------ Extracto del documento

Lo hice en los 90, cuando la Carpa Blanca fue nuestro techo y nuestra trinchera. Viaje a Buenos Aires con mi hijo menor, acompañe en la lucha, acompañe en las marchas, podía estar solo 3 dias, recuerdo que los maestros/as dormían en colchonetas, ayunaban, enseñaban en la vereda, compartimos mate y frío, charlas, y eventos artísticos.
Luchamos para que no se muriera la escuela pública. Era joven, y siempre convencida que resistir siempre fue la mejor elección. Mi hijo aprendió que luchar por los derechos, es dignidad, eso que el gobierno de Milei no tiene.
Hoy estoy jubilada. cargo la memoria, y ver repetir la historia duele.

------------
------ Registros de datos

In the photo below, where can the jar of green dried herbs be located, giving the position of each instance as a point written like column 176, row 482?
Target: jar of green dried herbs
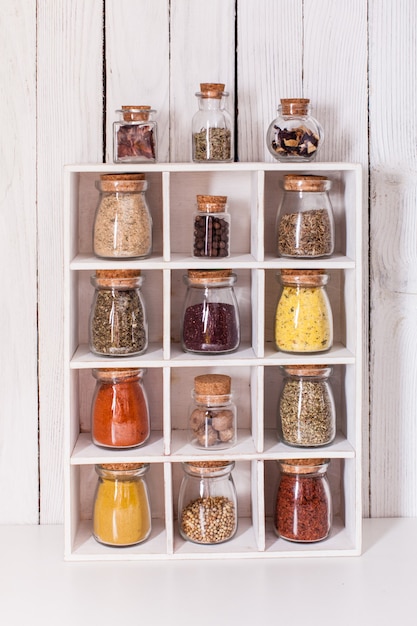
column 305, row 222
column 118, row 324
column 306, row 409
column 212, row 129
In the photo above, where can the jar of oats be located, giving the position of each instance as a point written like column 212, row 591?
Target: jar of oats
column 207, row 502
column 122, row 224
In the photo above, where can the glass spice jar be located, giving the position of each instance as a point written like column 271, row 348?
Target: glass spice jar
column 210, row 319
column 118, row 324
column 305, row 222
column 213, row 417
column 207, row 502
column 135, row 135
column 121, row 510
column 303, row 509
column 303, row 318
column 306, row 409
column 294, row 135
column 122, row 224
column 212, row 130
column 119, row 412
column 211, row 227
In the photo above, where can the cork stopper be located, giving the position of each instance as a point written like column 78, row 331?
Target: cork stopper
column 294, row 182
column 302, row 466
column 295, row 106
column 122, row 182
column 211, row 204
column 136, row 113
column 212, row 90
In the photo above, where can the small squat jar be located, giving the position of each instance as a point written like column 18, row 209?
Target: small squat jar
column 212, row 131
column 211, row 228
column 303, row 510
column 123, row 223
column 213, row 416
column 121, row 512
column 210, row 320
column 294, row 135
column 118, row 324
column 303, row 318
column 207, row 502
column 306, row 410
column 119, row 413
column 135, row 135
column 305, row 222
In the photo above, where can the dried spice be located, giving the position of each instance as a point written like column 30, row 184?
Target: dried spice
column 306, row 412
column 303, row 508
column 212, row 144
column 120, row 415
column 307, row 233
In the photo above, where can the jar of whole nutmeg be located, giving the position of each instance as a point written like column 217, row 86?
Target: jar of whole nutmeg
column 213, row 416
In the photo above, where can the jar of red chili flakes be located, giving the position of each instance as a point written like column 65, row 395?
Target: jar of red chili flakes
column 119, row 415
column 304, row 507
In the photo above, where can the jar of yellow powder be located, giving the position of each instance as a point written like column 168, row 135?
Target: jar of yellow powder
column 121, row 515
column 303, row 319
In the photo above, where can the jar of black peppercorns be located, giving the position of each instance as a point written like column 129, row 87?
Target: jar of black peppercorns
column 211, row 227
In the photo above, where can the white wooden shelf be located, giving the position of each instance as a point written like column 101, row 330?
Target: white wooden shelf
column 253, row 191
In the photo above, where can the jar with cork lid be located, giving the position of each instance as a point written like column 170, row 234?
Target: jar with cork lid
column 118, row 324
column 305, row 221
column 306, row 408
column 212, row 128
column 211, row 228
column 295, row 135
column 135, row 135
column 122, row 223
column 303, row 318
column 210, row 319
column 213, row 415
column 303, row 511
column 121, row 510
column 207, row 502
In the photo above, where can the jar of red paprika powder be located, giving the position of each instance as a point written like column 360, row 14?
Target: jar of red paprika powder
column 120, row 414
column 304, row 506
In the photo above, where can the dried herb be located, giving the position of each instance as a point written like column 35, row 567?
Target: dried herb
column 213, row 144
column 307, row 233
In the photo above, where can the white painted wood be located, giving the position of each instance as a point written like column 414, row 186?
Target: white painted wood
column 18, row 317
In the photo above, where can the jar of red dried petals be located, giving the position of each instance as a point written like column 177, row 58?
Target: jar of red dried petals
column 304, row 506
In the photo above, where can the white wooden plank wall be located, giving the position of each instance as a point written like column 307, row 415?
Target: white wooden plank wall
column 63, row 75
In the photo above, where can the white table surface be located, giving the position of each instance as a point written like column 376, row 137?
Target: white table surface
column 376, row 589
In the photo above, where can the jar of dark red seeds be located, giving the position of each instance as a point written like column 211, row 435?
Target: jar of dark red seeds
column 303, row 509
column 210, row 319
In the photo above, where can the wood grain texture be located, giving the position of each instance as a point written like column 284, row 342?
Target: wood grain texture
column 393, row 227
column 69, row 122
column 18, row 324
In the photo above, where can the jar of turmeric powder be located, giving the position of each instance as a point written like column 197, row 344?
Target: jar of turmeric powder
column 303, row 318
column 121, row 512
column 119, row 413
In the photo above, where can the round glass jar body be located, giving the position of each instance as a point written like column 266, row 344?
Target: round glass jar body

------------

Consignas =>
• A. Extrae del testimonio sobre la Carpa Blanca el fragmento comprendido entre "Lo hice en los" y "y eventos artísticos.", ambos incluidos.
• B. Enumera las acciones que, según el testimonio sobre la Carpa Blanca, realizaban los maestros/as.
• C. Continúa el testimonio sobre la Carpa Blanca a partir de su última oración.

Resultados esperados =>
• A.
Lo hice en los 90, cuando la Carpa Blanca fue nuestro techo y nuestra trinchera. Viaje a Buenos Aires con mi hijo menor, acompañe en la lucha, acompañe en las marchas, podía estar solo 3 dias, recuerdo que los maestros/as dormían en colchonetas, ayunaban, enseñaban en la vereda, compartimos mate y frío, charlas, y eventos artísticos.

• B.
- dormían en colchonetas
- ayunaban
- enseñaban en la vereda

• C.
El presidente firmó un veto contra las universidades y contra el Garrahan, como si la ternura fuera un gasto inútil. Como si la educación y la salud pudieran tacharse con una lapicera.
Desde mi casa, miro las marchas por televisión y me arde el pecho. Reconozco las voces, los cantos, los pasos firmes. Sé lo que pesa estar ahí y también lo que alivia: saberse acompañado. Siento orgullo por los que hoy sostienen la calle, pero también una tristeza honda: ¿cómo puede ser que tengamos que volver siempre al mismo punto?
El veto no sólo golpea a estudiantes y médicos: golpea la memoria. Golpea a quienes salvan vidas, a nuestros niños, golpea a quienes dejamos la vida en las aulas, a quienes seguimos creyendo que es un acto de amor y, por eso, de coraje.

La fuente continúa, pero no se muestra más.